* **PASAJE CITADO**
▼

William Blake, un retrato
Este artículo, mitad biografía y mitad ensayo, es sólo un fragmento de un amplio escrito que desarrolló G. K. Chesterton —uno de nuestros colaboradores preferidos— acerca del grabador y poeta inglés William Blake (1757-1827). Además de describirlo física y psicológicamente, nos aproxima a sus primeros trabajos, donde se empieza a revelar el genio de este increíble artista londinense.

▲

* **QUÉ SE PIDE**
1 > Duplica del texto sobre William Blake el tramo que empieza con "William Blake, un" y sigue hasta "increíble artista londinense.".
2 > Responde según el texto sobre William Blake:
(a) ¿Quién escribió el amplio escrito del que procede el artículo?
(b) ¿Entre qué años vivió William Blake?
(c) ¿De qué ciudad era este artista?
3 > ¿Cómo se dice en inglés esta oración del texto sobre William Blake: "Además de describirlo física y psicológicamente, nos aproxima a sus primeros trabajos, donde se empieza a revelar el genio de este increíble artista londinense."?

* **MATERIAL**
▼

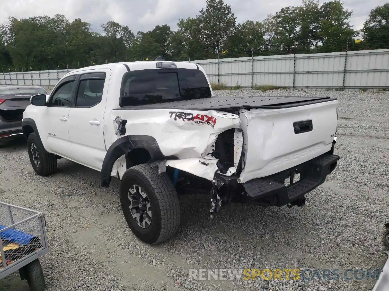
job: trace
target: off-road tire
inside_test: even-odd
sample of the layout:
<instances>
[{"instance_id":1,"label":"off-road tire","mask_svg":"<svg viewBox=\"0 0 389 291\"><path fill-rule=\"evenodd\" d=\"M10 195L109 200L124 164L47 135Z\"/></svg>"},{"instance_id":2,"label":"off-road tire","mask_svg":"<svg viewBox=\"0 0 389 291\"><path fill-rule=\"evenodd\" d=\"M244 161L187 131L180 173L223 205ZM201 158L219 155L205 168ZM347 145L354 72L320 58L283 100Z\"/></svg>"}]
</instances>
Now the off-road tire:
<instances>
[{"instance_id":1,"label":"off-road tire","mask_svg":"<svg viewBox=\"0 0 389 291\"><path fill-rule=\"evenodd\" d=\"M37 259L25 267L26 276L31 291L43 291L46 284L39 260Z\"/></svg>"},{"instance_id":2,"label":"off-road tire","mask_svg":"<svg viewBox=\"0 0 389 291\"><path fill-rule=\"evenodd\" d=\"M128 199L130 188L140 186L146 193L152 213L147 228L140 226L133 218ZM181 209L178 196L166 172L158 173L158 167L145 164L135 166L124 173L120 184L120 202L124 218L132 232L142 241L156 244L172 237L180 225Z\"/></svg>"},{"instance_id":3,"label":"off-road tire","mask_svg":"<svg viewBox=\"0 0 389 291\"><path fill-rule=\"evenodd\" d=\"M28 135L27 144L30 161L35 172L39 176L48 176L55 172L57 170L56 155L48 152L45 149L42 142L37 137L35 133L33 132ZM39 154L39 163L38 165L34 162L32 147L36 149Z\"/></svg>"}]
</instances>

▲

* **RESULTADOS**
1 >
William Blake, un retrato
Este artículo, mitad biografía y mitad ensayo, es sólo un fragmento de un amplio escrito que desarrolló G. K. Chesterton —uno de nuestros colaboradores preferidos— acerca del grabador y poeta inglés William Blake (1757-1827). Además de describirlo física y psicológicamente, nos aproxima a sus primeros trabajos, donde se empieza a revelar el genio de este increíble artista londinense.

2 >
(a) G. K. Chesterton.
(b) Entre 1757 y 1827.
(c) De Londres.

3 > Besides describing him physically and psychologically, it brings us closer to his early works, where the genius of this incredible London artist begins to reveal itself.